Lipman "Lipa" Bers (letton : Lipmans Berss ; - ) est un mathématicien letton-américain, né à Riga, qui crée la théorie des fonctions pseudoanalytiques et travaille sur les surfaces de Riemann et les groupes kleiniens. Il est également connu pour son activisme pour les droits de l'homme[1].

Biographie

Bers est né à Riga, alors sous le règne des tsars russes, et passe plusieurs années dans son enfance à Saint-Pétersbourg ; sa famille retourne à Riga vers 1919, date à laquelle elle fait partie de la Lettonie indépendante. À Riga, sa mère est directrice d'une école primaire juive et son père est directeur d'un lycée juif, que Bers fréquente, avec un intermède à Berlin tandis que sa mère, alors séparée de son père, fréquente l'Institut psychanalytique de Berlin. Après le lycée, Bers étudie à l'Université de Zurich pendant un an, mais doit retourner à Riga à cause de la difficulté de transférer de l'argent depuis la Lettonie dans la crise financière internationale de l'époque. Il poursuit ses études à l'Université de Riga, où il est militant socialiste, prononçant des discours politiques et travaillant pour un journal clandestin. Au lendemain du coup d'État letton en 1934 par le leader de droite Kārlis Ulmanis, Bers est arrêté mais fuit le pays, d'abord en Estonie, puis en Tchécoslovaquie[1],[2],[3].

#####

Consigne: Dans la biographie de Lipman Bers, relevez tous les établissements d'enseignement que Bers fréquente lui-même.

[Éléments enregistrés]
#####

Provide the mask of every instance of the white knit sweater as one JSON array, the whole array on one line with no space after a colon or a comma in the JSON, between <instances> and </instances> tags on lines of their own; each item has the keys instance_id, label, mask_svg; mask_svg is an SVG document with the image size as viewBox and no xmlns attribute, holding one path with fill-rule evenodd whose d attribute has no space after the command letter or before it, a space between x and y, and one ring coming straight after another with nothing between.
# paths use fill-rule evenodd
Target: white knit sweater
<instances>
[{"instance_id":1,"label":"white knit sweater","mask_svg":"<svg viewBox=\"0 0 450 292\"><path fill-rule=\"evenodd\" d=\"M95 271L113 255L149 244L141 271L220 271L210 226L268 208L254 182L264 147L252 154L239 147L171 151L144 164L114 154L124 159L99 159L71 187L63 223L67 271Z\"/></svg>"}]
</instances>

#####

Réponse: Le lycée juif dirigé par son père, l'Université de Zurich et l'Université de Riga.